Collected data entries:

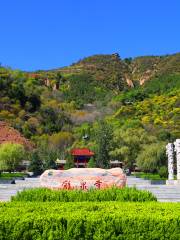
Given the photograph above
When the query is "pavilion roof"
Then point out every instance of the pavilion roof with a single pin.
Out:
(82, 152)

**Task objective**.
The lines above that include "pavilion" should each be listed.

**Final answer**.
When the query is "pavilion roof"
Then point out every instance of the pavilion roof with a single pin.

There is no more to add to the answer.